* _What is needed_:
Work out how many lines in the data hold the word "frame", and reply with that number only.

(Source information Opens)

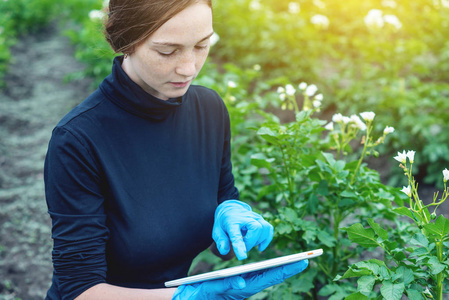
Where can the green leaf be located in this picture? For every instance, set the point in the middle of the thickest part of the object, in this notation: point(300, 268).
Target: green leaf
point(330, 158)
point(432, 229)
point(326, 239)
point(443, 224)
point(363, 237)
point(268, 135)
point(349, 194)
point(414, 295)
point(302, 285)
point(435, 265)
point(380, 231)
point(283, 228)
point(259, 160)
point(345, 202)
point(290, 215)
point(420, 240)
point(404, 211)
point(312, 204)
point(339, 165)
point(384, 273)
point(392, 291)
point(365, 284)
point(371, 264)
point(354, 273)
point(322, 188)
point(406, 275)
point(356, 296)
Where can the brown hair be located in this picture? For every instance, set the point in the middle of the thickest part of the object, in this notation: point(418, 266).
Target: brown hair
point(130, 22)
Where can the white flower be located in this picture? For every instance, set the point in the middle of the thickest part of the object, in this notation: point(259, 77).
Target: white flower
point(402, 157)
point(320, 21)
point(368, 116)
point(446, 175)
point(294, 8)
point(290, 90)
point(374, 19)
point(393, 20)
point(232, 84)
point(346, 120)
point(255, 5)
point(319, 4)
point(388, 130)
point(389, 3)
point(311, 90)
point(359, 124)
point(96, 15)
point(411, 155)
point(407, 191)
point(329, 126)
point(337, 118)
point(214, 39)
point(302, 86)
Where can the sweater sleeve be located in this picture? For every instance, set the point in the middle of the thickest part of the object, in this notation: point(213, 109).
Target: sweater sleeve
point(227, 189)
point(75, 204)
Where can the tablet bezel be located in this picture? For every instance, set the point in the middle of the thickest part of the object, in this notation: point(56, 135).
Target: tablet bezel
point(250, 267)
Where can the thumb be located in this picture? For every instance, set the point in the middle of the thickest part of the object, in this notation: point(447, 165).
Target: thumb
point(221, 240)
point(294, 268)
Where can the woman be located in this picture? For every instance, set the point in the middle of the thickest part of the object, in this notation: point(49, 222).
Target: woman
point(138, 176)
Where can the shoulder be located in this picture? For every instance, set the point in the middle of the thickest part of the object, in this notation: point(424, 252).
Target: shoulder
point(206, 97)
point(204, 93)
point(85, 110)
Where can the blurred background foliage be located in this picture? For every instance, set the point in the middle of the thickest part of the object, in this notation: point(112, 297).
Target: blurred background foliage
point(386, 56)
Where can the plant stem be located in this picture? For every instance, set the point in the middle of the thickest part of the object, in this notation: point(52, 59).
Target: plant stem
point(337, 220)
point(440, 276)
point(289, 180)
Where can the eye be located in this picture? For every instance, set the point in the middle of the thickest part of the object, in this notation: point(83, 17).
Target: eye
point(166, 54)
point(201, 47)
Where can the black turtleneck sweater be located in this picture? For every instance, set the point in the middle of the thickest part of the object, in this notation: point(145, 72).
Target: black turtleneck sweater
point(132, 183)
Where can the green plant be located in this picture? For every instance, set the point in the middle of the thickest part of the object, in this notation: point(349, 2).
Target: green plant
point(415, 260)
point(310, 189)
point(21, 17)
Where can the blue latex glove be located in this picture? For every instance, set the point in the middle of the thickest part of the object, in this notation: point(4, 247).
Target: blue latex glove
point(239, 287)
point(236, 224)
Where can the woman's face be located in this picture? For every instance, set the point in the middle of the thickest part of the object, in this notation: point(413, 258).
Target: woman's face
point(165, 64)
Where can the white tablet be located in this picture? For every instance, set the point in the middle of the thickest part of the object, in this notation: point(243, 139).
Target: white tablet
point(251, 267)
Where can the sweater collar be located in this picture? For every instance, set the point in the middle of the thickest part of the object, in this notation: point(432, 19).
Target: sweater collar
point(124, 92)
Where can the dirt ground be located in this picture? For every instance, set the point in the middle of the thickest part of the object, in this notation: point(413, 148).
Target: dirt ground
point(33, 101)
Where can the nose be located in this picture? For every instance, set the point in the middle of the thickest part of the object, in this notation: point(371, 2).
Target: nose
point(187, 64)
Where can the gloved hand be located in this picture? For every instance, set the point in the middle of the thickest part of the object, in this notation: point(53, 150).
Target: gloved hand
point(241, 286)
point(236, 223)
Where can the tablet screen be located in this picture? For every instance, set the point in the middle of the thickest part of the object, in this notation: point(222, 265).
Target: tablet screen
point(250, 267)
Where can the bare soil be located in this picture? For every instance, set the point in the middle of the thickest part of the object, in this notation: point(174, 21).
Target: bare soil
point(34, 100)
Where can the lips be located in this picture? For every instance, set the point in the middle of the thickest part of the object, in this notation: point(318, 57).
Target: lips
point(180, 84)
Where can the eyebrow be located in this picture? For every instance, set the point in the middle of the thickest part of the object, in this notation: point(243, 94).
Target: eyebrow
point(179, 45)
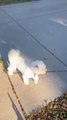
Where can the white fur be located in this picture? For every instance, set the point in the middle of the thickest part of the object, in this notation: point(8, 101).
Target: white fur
point(26, 67)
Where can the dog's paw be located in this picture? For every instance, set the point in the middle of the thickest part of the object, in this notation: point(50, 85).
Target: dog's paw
point(36, 79)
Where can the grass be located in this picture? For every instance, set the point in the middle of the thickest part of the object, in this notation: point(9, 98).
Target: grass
point(55, 110)
point(12, 1)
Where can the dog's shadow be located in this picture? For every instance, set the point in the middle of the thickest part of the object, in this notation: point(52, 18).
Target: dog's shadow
point(20, 74)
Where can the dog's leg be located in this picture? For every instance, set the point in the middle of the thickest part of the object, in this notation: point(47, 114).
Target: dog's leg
point(10, 70)
point(25, 79)
point(36, 77)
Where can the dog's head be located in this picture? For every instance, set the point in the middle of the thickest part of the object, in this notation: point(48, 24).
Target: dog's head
point(39, 67)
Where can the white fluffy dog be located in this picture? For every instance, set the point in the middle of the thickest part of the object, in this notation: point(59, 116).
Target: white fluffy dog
point(29, 69)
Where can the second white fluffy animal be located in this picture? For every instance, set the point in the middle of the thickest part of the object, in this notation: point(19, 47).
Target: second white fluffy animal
point(26, 67)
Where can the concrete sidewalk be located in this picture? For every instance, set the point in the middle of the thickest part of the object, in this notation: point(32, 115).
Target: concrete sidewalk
point(9, 107)
point(39, 30)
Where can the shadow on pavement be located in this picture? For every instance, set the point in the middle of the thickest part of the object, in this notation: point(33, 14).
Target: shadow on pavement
point(19, 117)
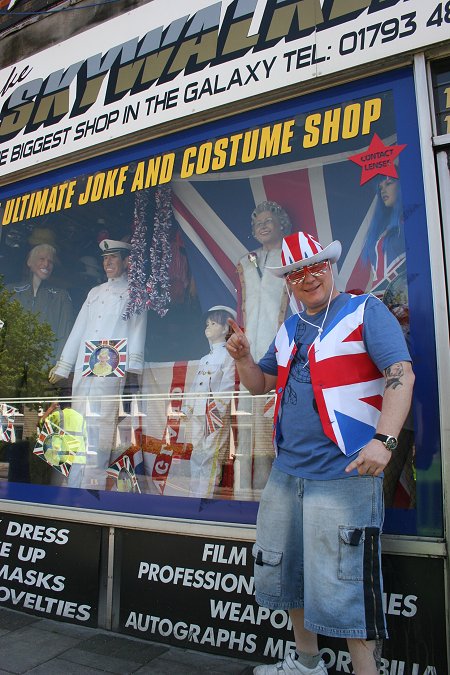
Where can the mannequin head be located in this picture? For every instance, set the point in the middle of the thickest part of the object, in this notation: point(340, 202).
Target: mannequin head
point(270, 223)
point(217, 329)
point(41, 260)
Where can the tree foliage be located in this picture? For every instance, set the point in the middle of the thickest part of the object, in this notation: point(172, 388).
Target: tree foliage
point(26, 348)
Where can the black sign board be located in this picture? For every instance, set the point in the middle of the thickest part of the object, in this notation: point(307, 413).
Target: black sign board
point(197, 593)
point(50, 568)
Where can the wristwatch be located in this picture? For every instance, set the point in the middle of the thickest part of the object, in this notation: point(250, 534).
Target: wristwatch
point(389, 442)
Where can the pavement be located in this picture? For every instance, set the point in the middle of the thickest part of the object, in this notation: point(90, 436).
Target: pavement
point(29, 644)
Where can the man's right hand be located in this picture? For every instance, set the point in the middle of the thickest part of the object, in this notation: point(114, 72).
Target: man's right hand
point(237, 344)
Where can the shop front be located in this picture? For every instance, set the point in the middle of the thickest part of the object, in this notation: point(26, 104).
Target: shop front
point(148, 176)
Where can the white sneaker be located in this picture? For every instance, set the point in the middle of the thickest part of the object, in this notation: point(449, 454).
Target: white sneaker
point(290, 666)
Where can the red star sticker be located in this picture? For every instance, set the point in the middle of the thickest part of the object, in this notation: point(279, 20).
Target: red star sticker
point(377, 159)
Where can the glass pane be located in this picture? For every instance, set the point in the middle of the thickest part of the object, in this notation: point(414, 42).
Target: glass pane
point(121, 278)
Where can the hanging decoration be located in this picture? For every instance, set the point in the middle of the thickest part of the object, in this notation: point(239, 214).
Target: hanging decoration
point(123, 473)
point(136, 269)
point(7, 413)
point(158, 284)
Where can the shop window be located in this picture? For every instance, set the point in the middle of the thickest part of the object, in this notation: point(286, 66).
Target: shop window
point(150, 404)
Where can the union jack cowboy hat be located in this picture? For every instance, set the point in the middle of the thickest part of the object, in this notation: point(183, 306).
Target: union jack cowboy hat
point(300, 249)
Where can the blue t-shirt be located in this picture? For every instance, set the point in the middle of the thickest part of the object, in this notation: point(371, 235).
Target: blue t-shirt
point(303, 448)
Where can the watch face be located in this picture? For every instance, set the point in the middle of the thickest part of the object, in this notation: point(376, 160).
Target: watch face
point(391, 443)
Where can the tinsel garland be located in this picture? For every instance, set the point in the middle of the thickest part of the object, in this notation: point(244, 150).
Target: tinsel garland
point(158, 284)
point(136, 268)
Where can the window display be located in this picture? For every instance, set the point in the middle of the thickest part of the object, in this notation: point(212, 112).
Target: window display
point(138, 252)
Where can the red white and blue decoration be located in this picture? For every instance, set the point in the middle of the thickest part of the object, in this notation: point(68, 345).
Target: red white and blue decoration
point(7, 414)
point(114, 353)
point(123, 473)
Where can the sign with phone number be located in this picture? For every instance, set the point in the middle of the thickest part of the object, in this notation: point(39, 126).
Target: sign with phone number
point(216, 54)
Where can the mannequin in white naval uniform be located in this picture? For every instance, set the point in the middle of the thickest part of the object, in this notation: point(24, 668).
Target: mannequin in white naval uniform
point(100, 318)
point(264, 305)
point(215, 376)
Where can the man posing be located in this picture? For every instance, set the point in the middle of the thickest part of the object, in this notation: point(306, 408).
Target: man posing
point(344, 382)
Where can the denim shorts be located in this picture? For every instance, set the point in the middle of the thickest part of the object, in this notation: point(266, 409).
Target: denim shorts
point(318, 547)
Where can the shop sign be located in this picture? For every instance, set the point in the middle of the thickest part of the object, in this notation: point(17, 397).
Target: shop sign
point(41, 565)
point(116, 79)
point(198, 593)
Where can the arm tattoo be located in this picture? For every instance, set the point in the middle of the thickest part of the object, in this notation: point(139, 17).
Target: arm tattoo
point(394, 375)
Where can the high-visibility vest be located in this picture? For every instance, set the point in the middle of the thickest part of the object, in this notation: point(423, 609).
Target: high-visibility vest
point(74, 425)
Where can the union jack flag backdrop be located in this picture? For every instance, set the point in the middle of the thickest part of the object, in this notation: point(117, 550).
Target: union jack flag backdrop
point(324, 200)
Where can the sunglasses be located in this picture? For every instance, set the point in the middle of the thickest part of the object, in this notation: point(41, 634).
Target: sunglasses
point(298, 276)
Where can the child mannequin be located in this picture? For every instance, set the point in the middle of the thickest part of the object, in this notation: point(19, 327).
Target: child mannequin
point(210, 412)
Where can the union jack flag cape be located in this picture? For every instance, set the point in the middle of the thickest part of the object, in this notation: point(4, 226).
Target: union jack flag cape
point(347, 385)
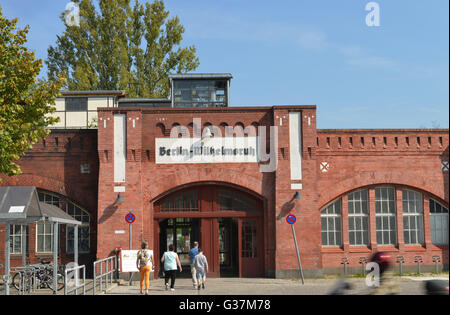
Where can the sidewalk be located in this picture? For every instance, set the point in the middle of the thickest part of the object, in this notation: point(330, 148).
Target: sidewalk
point(241, 286)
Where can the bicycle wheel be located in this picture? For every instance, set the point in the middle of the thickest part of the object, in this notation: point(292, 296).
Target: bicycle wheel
point(60, 282)
point(15, 281)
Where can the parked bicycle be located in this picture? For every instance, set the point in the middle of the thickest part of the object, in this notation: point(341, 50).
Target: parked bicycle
point(41, 274)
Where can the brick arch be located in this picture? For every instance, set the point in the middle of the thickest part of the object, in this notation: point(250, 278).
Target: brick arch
point(187, 177)
point(350, 185)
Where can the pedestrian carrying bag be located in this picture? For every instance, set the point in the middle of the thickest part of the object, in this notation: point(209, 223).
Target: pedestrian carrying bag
point(143, 258)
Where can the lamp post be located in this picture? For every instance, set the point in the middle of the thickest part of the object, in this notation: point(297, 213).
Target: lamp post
point(297, 197)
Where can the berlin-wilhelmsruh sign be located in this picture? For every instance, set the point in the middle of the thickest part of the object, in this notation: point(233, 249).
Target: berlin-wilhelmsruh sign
point(209, 150)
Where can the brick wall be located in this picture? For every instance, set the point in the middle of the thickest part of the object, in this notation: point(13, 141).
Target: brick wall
point(53, 165)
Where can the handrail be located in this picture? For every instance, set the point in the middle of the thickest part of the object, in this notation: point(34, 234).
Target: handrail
point(77, 286)
point(110, 271)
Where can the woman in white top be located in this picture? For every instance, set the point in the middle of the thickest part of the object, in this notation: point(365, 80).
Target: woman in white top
point(144, 258)
point(170, 260)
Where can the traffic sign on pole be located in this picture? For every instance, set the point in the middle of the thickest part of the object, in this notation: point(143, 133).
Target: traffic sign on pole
point(291, 219)
point(130, 218)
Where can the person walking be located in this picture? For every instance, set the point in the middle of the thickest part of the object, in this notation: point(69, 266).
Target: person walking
point(192, 253)
point(143, 263)
point(170, 260)
point(201, 268)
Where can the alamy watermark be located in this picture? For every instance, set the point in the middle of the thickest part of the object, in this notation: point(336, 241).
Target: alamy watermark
point(373, 277)
point(72, 14)
point(373, 18)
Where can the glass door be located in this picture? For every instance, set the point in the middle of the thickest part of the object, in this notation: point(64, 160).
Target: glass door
point(228, 247)
point(181, 233)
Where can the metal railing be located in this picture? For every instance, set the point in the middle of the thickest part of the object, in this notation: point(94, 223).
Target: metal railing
point(108, 268)
point(27, 279)
point(77, 283)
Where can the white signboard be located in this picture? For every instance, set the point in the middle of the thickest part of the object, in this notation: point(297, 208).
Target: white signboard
point(207, 150)
point(128, 260)
point(16, 209)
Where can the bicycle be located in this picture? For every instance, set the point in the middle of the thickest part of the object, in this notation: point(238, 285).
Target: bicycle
point(42, 273)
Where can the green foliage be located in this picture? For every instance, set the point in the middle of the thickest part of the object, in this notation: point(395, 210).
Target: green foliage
point(24, 100)
point(122, 47)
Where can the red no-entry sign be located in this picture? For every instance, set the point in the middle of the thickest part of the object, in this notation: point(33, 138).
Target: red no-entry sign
point(130, 218)
point(291, 219)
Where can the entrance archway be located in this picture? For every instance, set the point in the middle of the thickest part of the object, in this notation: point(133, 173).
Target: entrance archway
point(227, 222)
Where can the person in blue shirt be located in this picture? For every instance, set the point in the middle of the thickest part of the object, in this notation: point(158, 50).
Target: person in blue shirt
point(192, 253)
point(170, 260)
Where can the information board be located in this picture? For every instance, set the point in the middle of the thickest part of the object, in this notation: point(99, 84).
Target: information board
point(128, 260)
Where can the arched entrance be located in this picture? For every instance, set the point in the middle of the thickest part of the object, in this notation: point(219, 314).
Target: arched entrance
point(227, 222)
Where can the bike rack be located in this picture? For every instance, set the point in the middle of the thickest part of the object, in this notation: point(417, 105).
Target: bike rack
point(345, 262)
point(77, 286)
point(26, 272)
point(418, 260)
point(363, 261)
point(110, 271)
point(437, 260)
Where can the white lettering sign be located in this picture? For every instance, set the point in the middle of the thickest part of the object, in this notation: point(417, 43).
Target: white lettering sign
point(207, 150)
point(16, 209)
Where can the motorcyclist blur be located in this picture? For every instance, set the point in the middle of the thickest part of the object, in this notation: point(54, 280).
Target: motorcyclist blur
point(387, 283)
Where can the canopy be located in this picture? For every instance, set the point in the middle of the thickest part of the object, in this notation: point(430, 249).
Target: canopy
point(20, 205)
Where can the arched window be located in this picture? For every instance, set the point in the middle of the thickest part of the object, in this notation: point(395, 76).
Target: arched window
point(44, 231)
point(385, 213)
point(234, 200)
point(358, 218)
point(412, 217)
point(438, 223)
point(181, 202)
point(331, 224)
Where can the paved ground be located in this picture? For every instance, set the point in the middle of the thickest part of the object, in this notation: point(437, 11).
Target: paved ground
point(234, 286)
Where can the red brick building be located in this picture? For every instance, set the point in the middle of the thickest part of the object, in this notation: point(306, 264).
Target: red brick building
point(361, 190)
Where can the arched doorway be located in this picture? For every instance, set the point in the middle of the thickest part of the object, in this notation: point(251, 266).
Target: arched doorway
point(227, 222)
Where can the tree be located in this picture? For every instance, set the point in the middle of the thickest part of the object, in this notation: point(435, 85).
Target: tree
point(24, 100)
point(121, 47)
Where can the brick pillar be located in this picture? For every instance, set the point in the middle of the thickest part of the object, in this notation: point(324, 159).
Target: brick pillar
point(426, 222)
point(399, 218)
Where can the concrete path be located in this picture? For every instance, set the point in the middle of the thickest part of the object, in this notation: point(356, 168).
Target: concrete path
point(235, 286)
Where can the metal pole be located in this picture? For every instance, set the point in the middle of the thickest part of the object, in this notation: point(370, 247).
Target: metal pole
point(23, 244)
point(95, 276)
point(75, 255)
point(7, 258)
point(55, 256)
point(131, 247)
point(298, 254)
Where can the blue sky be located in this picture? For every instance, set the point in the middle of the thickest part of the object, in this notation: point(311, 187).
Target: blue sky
point(298, 52)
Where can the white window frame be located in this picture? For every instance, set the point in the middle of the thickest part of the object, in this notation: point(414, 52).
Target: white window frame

(Source information Closes)

* _Task response_:
2